How many lines of the entries below contain the word "tree", with case counting? Reply with the number alone.

## Data to process:
********

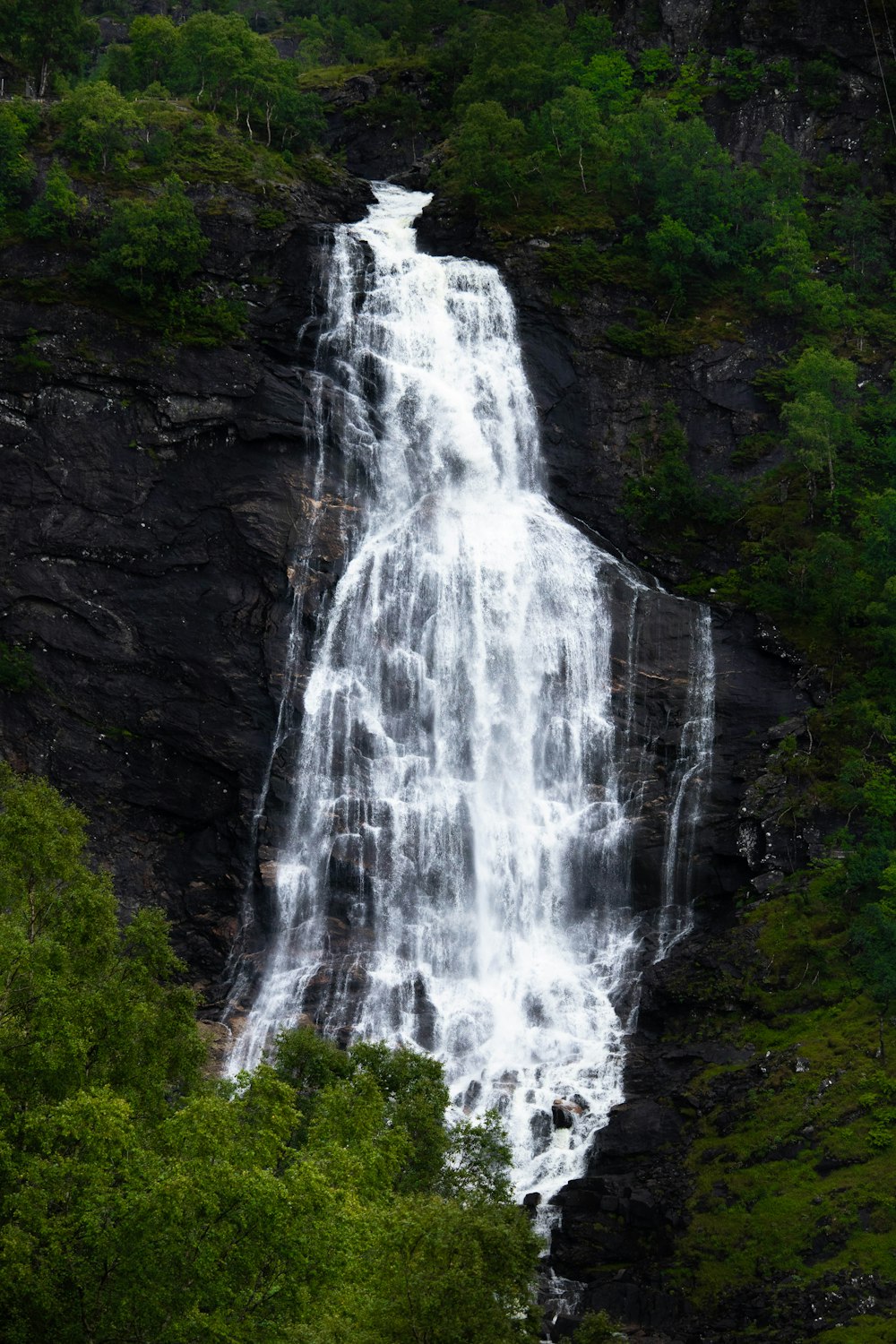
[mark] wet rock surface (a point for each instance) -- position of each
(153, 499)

********

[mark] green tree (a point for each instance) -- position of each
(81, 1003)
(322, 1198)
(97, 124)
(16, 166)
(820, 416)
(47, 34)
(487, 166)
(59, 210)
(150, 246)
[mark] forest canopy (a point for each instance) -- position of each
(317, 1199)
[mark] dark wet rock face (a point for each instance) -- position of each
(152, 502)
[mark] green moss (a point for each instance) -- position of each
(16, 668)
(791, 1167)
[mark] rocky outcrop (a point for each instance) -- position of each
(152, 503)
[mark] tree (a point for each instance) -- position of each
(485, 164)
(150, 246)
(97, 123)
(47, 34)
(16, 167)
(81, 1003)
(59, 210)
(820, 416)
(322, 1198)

********

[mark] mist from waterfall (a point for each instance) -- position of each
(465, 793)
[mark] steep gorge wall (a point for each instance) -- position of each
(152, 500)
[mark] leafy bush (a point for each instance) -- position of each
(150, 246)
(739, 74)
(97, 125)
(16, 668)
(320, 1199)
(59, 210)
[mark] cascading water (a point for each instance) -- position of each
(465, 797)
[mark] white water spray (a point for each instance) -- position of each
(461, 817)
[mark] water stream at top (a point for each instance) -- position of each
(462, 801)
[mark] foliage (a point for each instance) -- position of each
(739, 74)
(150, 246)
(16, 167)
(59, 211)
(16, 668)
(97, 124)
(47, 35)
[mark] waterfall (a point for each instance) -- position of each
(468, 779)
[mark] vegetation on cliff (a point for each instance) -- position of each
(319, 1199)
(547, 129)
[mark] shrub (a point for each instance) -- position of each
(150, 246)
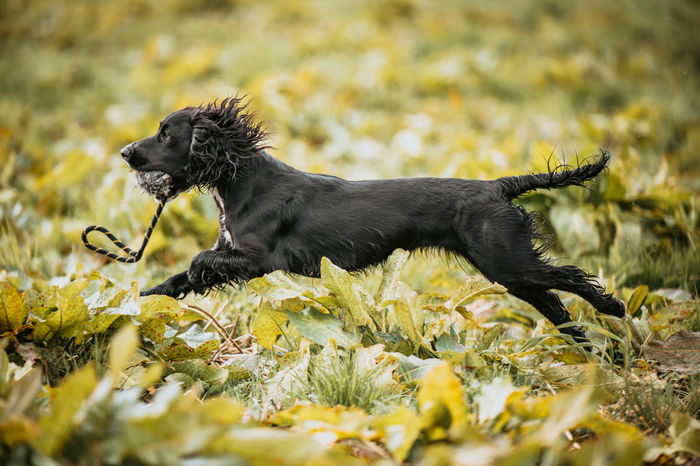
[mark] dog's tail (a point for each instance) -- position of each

********

## Exercise output:
2